Arahan:
1 > Siapa penulis artikel tentang gempa di Aceh?
2 > Salin kata demi kata bagian artikel tentang gempa di Aceh yang dimulai dari "Sunday, March 31, 2013" dan berakhir pada "yang sangat singkat.".
*** Teks Pilihan
Sunday, March 31, 2013

Artikel Geologi Gempa : ACEH MASIH TERUS TERCABIK GEMPA


Minggu, 02 Oktober 2011


ACEH MASIH TERUS TERCABIK GEMPA
Oleh : M. Anwar Siregar

Kejadian gempa Sinabang dan Meulaboh memberikan peringatan bagi Pemprov Aceh bahwa Aceh harus meningkatkan kewaspadaan terhadap bahaya dan bencana geologi, masih akan tercabik gempa lagi, karena pusat gempa-gempa yang lalu telah menghasilkan akumulasi zona kontak energi yang matang bagi penekanan batuan yang belum stabil dan diperkirakan telah ada lempengan bumi yang mengalami pemecahan yang baru, dibuktikan dengan periodesasi gempa yang sangat singkat.
******
*** Data yang Diberikan
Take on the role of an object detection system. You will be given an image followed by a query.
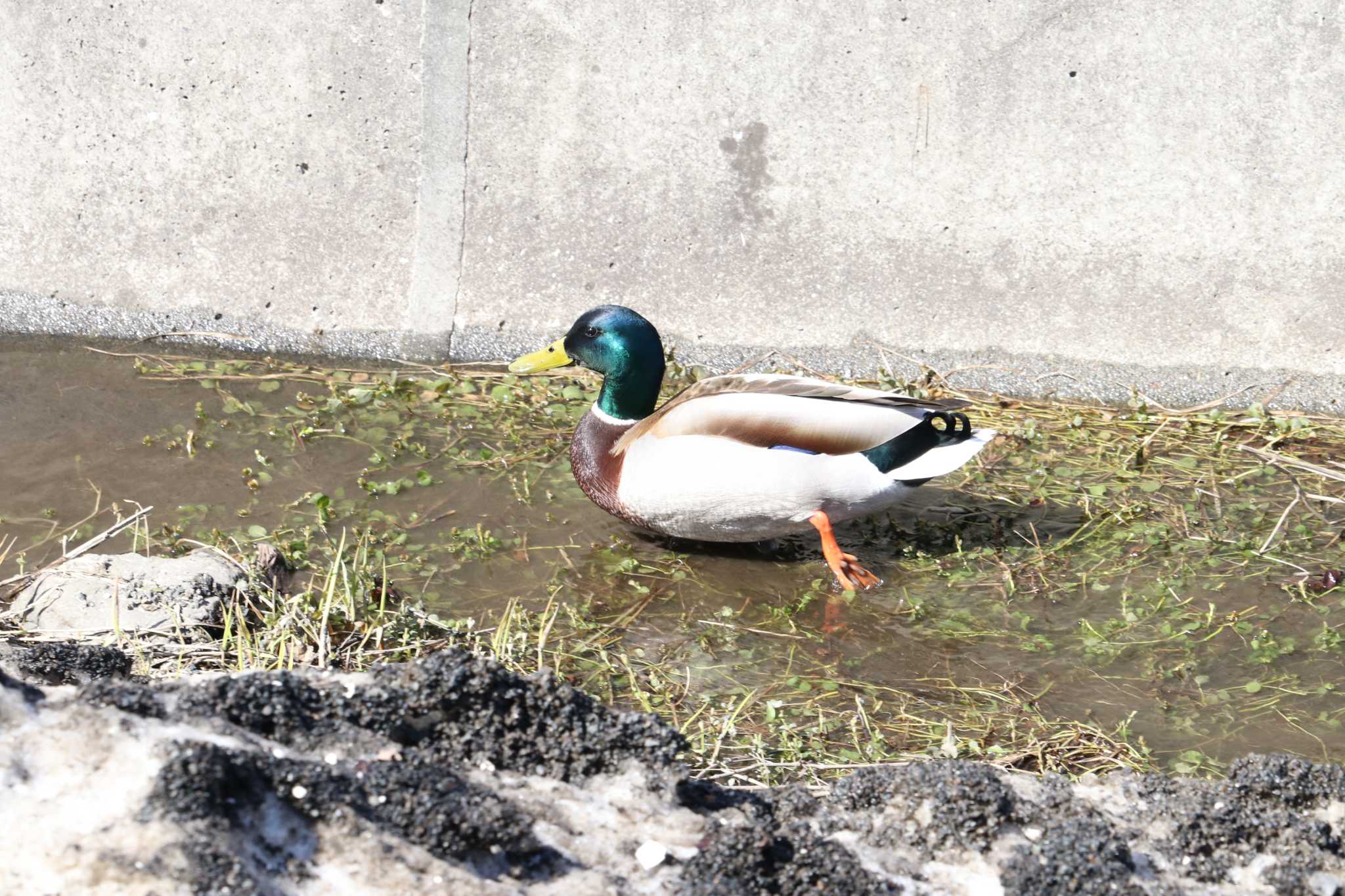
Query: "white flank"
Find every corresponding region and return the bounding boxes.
[617,435,909,542]
[640,393,928,452]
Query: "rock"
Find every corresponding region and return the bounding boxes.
[5,551,246,637]
[1308,870,1345,896]
[0,645,1345,896]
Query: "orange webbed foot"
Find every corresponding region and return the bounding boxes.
[808,511,882,591]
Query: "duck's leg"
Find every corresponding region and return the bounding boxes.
[808,511,882,591]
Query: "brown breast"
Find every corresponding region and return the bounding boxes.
[570,410,648,528]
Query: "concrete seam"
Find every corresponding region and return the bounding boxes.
[448,0,476,357]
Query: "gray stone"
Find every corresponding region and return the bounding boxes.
[5,549,246,637]
[1308,870,1345,896]
[0,0,1345,411]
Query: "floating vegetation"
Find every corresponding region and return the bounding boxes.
[0,343,1345,787]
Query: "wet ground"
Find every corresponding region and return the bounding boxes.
[0,341,1345,783]
[0,643,1345,896]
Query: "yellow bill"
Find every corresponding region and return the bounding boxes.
[508,339,571,373]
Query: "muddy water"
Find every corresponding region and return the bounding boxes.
[0,340,1345,761]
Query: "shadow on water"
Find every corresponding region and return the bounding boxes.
[0,340,1345,774]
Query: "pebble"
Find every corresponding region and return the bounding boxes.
[635,840,669,870]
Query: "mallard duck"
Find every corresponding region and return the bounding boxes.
[510,305,996,591]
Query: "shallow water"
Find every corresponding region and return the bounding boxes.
[0,340,1345,770]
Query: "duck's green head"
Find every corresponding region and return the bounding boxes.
[508,305,663,421]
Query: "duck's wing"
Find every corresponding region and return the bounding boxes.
[612,373,967,454]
******
Sebagai Tanggapan:
1 > Artikel tersebut ditulis oleh M. Anwar Siregar.

2 >
Sunday, March 31, 2013

Artikel Geologi Gempa : ACEH MASIH TERUS TERCABIK GEMPA


Minggu, 02 Oktober 2011


ACEH MASIH TERUS TERCABIK GEMPA
Oleh : M. Anwar Siregar

Kejadian gempa Sinabang dan Meulaboh memberikan peringatan bagi Pemprov Aceh bahwa Aceh harus meningkatkan kewaspadaan terhadap bahaya dan bencana geologi, masih akan tercabik gempa lagi, karena pusat gempa-gempa yang lalu telah menghasilkan akumulasi zona kontak energi yang matang bagi penekanan batuan yang belum stabil dan diperkirakan telah ada lempengan bumi yang mengalami pemecahan yang baru, dibuktikan dengan periodesasi gempa yang sangat singkat.